> **Source excerpt**
⁂
Love lessons – a post Valentine’s Day special

Love lessons in Romania

If anybody asked you “how do you love?”, what would you say? You could answer pragmatically or poetically, with humour or with sarcasm or both. Each of us loves in their own, unique way, which we developed through all our experiences, good and bad. And there is always more to learn in love too, as long as we’re alive.  

The way we love today evolved out of all the love past. With this in mind, I thought of telling a few of my love stories.

It is, after all, the day after Valentine’s 2020. What better time to talk about what love lessons we learnt through life?

Falling in love with a little alien boy

uno-sceriffo-extraterestreDo you remember the first time it happened? I really liked the little alien boy in this Bud Spencer comedy. The title translates, in short,  An extraterrestrial sheriff.

The main character, an alien boy, gets lost on Earth and he makes friends with a policeman. I remember the little boy having fever and the syringe needle failing to inject anything. The needle just did not work on him (a bit of a strange scene, now that I think of it…).
⁂
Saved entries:
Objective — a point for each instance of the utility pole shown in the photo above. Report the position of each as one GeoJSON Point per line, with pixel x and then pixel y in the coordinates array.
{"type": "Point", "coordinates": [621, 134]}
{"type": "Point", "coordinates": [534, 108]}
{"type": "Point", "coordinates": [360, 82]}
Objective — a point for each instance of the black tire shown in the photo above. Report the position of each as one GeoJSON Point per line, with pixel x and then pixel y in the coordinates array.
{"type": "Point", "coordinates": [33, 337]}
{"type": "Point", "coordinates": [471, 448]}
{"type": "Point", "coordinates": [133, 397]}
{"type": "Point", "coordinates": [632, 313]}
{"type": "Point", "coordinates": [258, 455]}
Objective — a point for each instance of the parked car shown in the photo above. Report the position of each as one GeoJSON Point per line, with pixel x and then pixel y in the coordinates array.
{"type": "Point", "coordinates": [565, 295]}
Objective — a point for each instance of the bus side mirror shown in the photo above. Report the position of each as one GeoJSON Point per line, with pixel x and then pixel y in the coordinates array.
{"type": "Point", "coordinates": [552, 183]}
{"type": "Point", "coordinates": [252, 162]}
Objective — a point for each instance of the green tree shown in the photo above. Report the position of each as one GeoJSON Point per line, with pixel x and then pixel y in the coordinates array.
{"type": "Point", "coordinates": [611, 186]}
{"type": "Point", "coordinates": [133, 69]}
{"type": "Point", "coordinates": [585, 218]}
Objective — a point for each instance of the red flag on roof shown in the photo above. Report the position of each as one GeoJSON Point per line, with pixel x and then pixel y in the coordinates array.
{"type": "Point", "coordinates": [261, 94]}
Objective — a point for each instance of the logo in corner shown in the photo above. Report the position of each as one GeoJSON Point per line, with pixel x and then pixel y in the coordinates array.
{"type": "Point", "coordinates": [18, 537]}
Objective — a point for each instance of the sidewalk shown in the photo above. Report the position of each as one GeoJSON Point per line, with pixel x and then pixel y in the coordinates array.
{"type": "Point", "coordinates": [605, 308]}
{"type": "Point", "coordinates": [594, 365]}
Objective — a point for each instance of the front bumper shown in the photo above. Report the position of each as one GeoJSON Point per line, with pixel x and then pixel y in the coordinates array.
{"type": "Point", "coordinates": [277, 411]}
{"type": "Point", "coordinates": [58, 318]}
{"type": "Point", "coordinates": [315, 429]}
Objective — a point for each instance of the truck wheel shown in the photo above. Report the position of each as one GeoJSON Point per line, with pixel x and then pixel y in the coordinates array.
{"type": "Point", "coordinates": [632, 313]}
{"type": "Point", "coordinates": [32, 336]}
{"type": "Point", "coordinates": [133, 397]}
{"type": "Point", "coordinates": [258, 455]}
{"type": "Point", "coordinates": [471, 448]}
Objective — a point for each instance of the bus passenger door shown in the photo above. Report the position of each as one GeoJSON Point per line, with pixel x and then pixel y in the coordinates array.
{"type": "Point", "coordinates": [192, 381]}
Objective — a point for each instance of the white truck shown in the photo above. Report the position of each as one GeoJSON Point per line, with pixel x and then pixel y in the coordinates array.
⁂
> **Required work**
a) According to the Valentine's post, what does the title of the Bud Spencer comedy translate to, in short?
b) Turn the part of the saved entries that begins with the line containing "Objective — a point for each instance of the bus passenger" and runs through the end of the entries into a numbered list, leaving out blank lines.

> **Problem solutions**
a) An extraterrestrial sheriff.

b)
1. Objective — a point for each instance of the bus passenger door shown in the photo above. Report the position of each as one GeoJSON Point per line, with pixel x and then pixel y in the coordinates array.
2. {"type": "Point", "coordinates": [192, 381]}
3. Objective — a point for each instance of the white truck shown in the photo above. Report the position of each as one GeoJSON Point per line, with pixel x and then pixel y in the coordinates array.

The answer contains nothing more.